Stored dataset items:
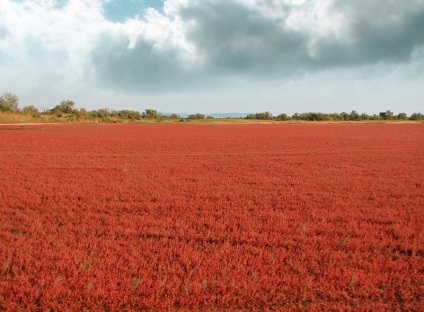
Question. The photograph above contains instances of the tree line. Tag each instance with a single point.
(66, 110)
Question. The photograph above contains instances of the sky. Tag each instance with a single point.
(215, 56)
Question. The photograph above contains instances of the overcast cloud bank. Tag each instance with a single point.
(210, 45)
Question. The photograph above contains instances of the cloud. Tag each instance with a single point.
(249, 51)
(256, 40)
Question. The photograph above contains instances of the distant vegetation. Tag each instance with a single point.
(65, 111)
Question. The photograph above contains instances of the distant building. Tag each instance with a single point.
(386, 115)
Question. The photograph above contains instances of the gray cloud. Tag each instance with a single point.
(382, 30)
(234, 39)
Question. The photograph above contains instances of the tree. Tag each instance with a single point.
(283, 117)
(65, 107)
(402, 116)
(196, 116)
(416, 116)
(151, 114)
(354, 116)
(9, 102)
(31, 110)
(263, 116)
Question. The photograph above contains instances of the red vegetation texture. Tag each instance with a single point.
(212, 217)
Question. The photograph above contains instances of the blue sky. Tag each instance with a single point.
(215, 56)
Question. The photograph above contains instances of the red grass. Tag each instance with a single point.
(255, 217)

_WHAT TO WORK ON_. Write out, word for word, the line containing "Question. The photograph above contains instances of the cloud." and all the lines after it in the entries above, and nothing more.

_PROBLEM SOLUTION_.
Question. The photograph above contains instances of the cloud. Tag each instance with a single point.
(249, 51)
(256, 40)
Question. The photograph above contains instances of the distant vegetation. Tag each instance with a single point.
(65, 111)
Question. The photograph above contains instances of the distant building. Tag each instance with a single point.
(386, 115)
Question. The photograph above contains instances of the gray cloud. Tag each instance with a single point.
(382, 30)
(234, 39)
Question. The photograph above contains instances of the tree. Tag each instance with a single point.
(283, 117)
(65, 107)
(402, 116)
(196, 116)
(416, 116)
(151, 114)
(354, 116)
(9, 102)
(31, 110)
(263, 116)
Question. The photograph above contains instances of the red vegetation texture. Tag each instance with a single point.
(212, 217)
Question. The photograph above contains instances of the blue sky. Tag each instance with a single point.
(215, 56)
Question. The photograph above contains instances of the red grass. Tag each instance with a single point.
(255, 217)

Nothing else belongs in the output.